TASKS >>
(a) Please copy the Beating Vegas column starting with "Beating Vegas: Week #13" and going on through "million a year.", changing "cabin" to "lodge" each time it appears.
(b) Go on with the Beating Vegas column, picking up after its final line.

Beating Vegas: Week #13

Welcome back to another exciting week of Juris Publici football picks! We have a whole lot to cover this week so lets get down to it.

FALCONS -3 over Saints

I know I’m late but let’s briefly discuss the debacle that was the Lakers coaching search. From what has been reported, it looks like negotiations between Laker’s VP Jim Buss and Phil Jackson were filled with inflated egos and spite. This brings us to this week’s edition of Beating Vegas theatre entitled “Poking the Buss.”

(Setting: Phil Jackson’s cabin in Northern Montana)

Buss:  Ok Phil. What’s it going to take for you to come back to the Lakers?

Jackson: Hmm well first I’m gonna need 13, no, 15 million a year.

Buss: All right, that’s a little step but I think we can do that.

Jackson: Also, I want an ownership stake in the team. Say…10%?

Buss: Ahh, I don’t know about that Phil.

Jackson: Yeah, and I’m not too keen about going on road trips. I’m what you call a “home town coach.”

Buss: Wait what?

Jackson: And you know your sister? The woman I dated the past thirteen years, and never proposed to?

Buss (visibly red): Yeah…

Jackson: She refuses to wear this French maid outfit I got her last year; see if you can do something about that.

(Buss storms out of the cabin, and immediately calls Mike D’Antoni)

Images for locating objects

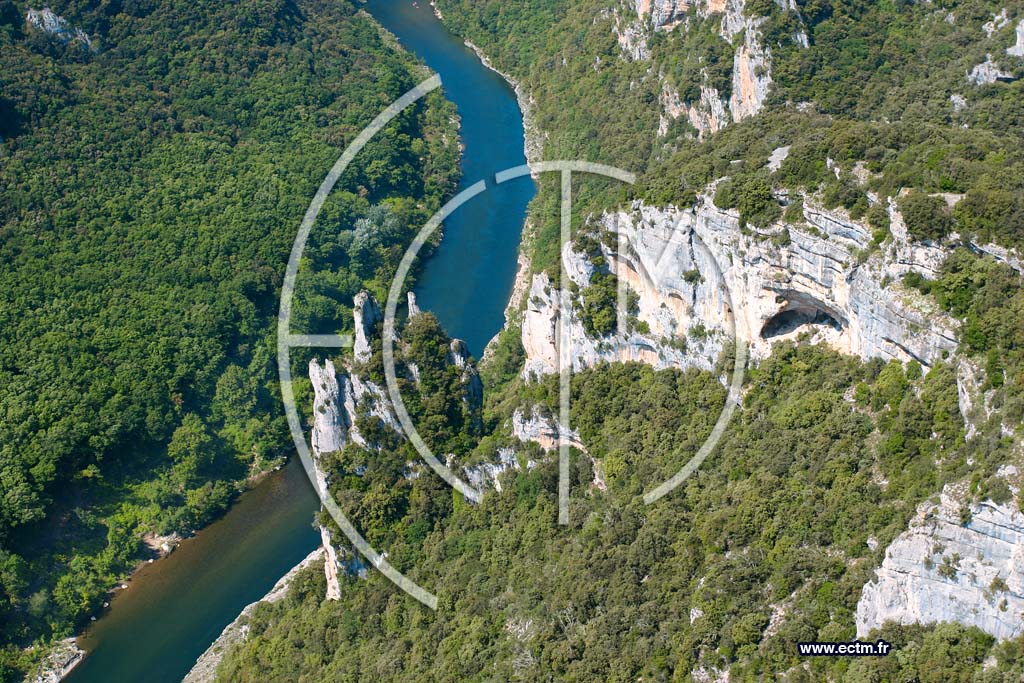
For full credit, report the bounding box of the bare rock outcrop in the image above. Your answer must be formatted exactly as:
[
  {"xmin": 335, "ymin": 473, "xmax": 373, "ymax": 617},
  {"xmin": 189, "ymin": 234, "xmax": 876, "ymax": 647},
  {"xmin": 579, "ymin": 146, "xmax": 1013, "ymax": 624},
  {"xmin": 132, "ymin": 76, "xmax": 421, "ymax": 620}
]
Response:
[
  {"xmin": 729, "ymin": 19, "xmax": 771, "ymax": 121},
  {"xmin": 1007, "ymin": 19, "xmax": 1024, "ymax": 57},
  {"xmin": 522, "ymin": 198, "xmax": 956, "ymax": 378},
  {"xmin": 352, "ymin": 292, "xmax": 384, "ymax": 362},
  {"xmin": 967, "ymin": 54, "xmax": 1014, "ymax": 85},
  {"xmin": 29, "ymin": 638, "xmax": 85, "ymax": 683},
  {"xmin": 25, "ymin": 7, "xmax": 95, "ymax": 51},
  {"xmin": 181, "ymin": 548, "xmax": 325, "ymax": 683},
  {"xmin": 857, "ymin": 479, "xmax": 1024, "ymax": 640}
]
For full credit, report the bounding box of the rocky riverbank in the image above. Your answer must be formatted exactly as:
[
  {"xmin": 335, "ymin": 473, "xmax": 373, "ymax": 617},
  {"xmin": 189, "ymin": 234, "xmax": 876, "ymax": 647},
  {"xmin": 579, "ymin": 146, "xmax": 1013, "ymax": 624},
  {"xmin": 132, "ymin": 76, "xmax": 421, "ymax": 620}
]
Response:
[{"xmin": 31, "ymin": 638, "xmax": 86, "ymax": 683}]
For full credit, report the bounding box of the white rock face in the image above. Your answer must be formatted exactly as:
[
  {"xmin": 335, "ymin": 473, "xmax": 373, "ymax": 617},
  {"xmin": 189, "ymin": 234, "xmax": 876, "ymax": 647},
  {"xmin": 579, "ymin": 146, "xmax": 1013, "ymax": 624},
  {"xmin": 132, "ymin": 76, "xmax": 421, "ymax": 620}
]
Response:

ANSWERS TO THE EXERCISE >>
(a)
Beating Vegas: Week #13

Welcome back to another exciting week of Juris Publici football picks! We have a whole lot to cover this week so lets get down to it.

FALCONS -3 over Saints

I know I’m late but let’s briefly discuss the debacle that was the Lakers coaching search. From what has been reported, it looks like negotiations between Laker’s VP Jim Buss and Phil Jackson were filled with inflated egos and spite. This brings us to this week’s edition of Beating Vegas theatre entitled “Poking the Buss.”

(Setting: Phil Jackson’s lodge in Northern Montana)

Buss:  Ok Phil. What’s it going to take for you to come back to the Lakers?

Jackson: Hmm well first I’m gonna need 13, no, 15 million a year.

(b)
BEARS -3.5 over Seahawks

The Seahawks must be a non-migratory bird, because they don’t travel well.

Blaine Gabbert Chad Henne and the Failure Brigade +7 over BILLS

Jason Babin probably thought it couldn’t get worse than what was happening in Philly. Oh Jason, how very wrong you were.

Colts +5 over LIONS

I’m not happy how the NFL handled the Ndamukong Suh groin kick. It decided fine Suh, but not to suspend him. Now, presumably the NFL decided that Suh intentionally kicked Houston QB Matt Schaub in the “Schaubs” that’s why they fined him. If you do think he intentionally went with the testicle attack, how are you only going to fine him for 30K!? Kicking another man in the area with cleats needs to get you the full Pete Rose treatment. I’m talking lifetime ban. Forget Adderall and concussions, we’re talking about a violation of the Man Code!

PACKERS -8 over Vikings

Can someone check up on Canada? I haven’t heard anything from our northern neighbors since the NHL lockout started. Give them a number to a suicide hotline or something. (Also pick me up some syrup)

Texans -6 over TITANS

I’m going to throw out an idea to you. What if the Vice President of the United States decided all ties? Not just ties in the Senate, we’re talking any ties in the United States. You remember that Rams/Niners game a few weeks back? What if at the end of the game they called Joe Biden and he pronounced a winner. Anytime you and a buddy end up with the same amount of points in fantasy that week, you can give the VP a ring and get a winner. Suddenly people don’t even care who’s running for president. All people in Philly want to know is, does the potential VP hate the Cowboys.

Carolina -3 over CHIEFS

Have the Chiefs quit on Romeo Crennel? Is so tough to figure out when they were terrible to begin with. Where does lack of talent stop and lack of effort begin?

RAMS +8 over 49ers

Colin Catnip is going to have a bad game at some point.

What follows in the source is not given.